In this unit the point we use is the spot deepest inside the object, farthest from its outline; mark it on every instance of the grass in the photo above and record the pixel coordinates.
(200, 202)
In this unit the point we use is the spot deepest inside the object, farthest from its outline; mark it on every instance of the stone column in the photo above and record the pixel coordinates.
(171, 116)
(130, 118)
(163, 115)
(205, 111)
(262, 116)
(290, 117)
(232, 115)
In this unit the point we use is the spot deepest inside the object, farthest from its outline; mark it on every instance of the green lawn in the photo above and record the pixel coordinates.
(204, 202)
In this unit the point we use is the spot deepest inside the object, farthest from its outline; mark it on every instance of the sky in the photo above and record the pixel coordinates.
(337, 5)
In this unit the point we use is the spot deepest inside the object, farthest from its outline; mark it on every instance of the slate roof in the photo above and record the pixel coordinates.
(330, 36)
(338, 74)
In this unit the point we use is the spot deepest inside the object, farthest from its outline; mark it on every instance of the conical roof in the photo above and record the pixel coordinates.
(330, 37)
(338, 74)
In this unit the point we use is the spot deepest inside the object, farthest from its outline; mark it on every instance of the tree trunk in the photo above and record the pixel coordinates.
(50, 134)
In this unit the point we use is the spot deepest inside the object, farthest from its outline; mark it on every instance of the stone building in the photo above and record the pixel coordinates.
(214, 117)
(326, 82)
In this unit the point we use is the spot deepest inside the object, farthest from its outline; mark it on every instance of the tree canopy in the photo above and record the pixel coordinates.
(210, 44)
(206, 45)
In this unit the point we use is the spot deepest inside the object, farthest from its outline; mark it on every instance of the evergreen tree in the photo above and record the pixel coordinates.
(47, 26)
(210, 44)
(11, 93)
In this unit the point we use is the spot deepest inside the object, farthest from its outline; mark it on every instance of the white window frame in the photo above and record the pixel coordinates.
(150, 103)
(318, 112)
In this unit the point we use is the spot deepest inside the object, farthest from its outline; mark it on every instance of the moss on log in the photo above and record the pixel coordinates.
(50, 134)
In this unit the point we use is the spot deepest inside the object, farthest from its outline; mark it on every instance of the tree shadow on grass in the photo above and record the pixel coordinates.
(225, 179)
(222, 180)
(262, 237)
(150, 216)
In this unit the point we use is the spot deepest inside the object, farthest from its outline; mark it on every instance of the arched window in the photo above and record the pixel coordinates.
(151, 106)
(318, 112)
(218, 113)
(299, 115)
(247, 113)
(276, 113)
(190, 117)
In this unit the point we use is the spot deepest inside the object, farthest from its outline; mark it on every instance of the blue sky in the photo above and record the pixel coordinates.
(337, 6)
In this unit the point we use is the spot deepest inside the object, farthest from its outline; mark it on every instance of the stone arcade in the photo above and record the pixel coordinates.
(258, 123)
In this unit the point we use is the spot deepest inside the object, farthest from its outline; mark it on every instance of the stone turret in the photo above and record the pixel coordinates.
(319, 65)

- - - - -

**Directive:** Copy the records word for word, starting at the line that contains "of the arched" and ending with the last line of the records.

**Full solution:**
In this unit the point we use is the spot deepest inside the object, farthest from its outline; mark it on every instance of the arched window in the photo above and record the pixel coordinates.
(151, 106)
(318, 112)
(218, 113)
(299, 115)
(247, 113)
(276, 113)
(190, 117)
In this unit the point we use is the spot deepest inside the object, farthest from its outline; mark it on every instance of the blue sky in the photo above and record the pixel coordinates.
(337, 6)
In this unit the point we use is the spot deepest inside the object, farthest from its outline; mark it on every instance of the stone arcade in the photo above and record the pixel coordinates.
(258, 123)
In this unit the point we use is the spot deepest inside the object, farthest from its outline; mark it on every instance of the stone turret in the photo above and record the pixel coordinates.
(319, 65)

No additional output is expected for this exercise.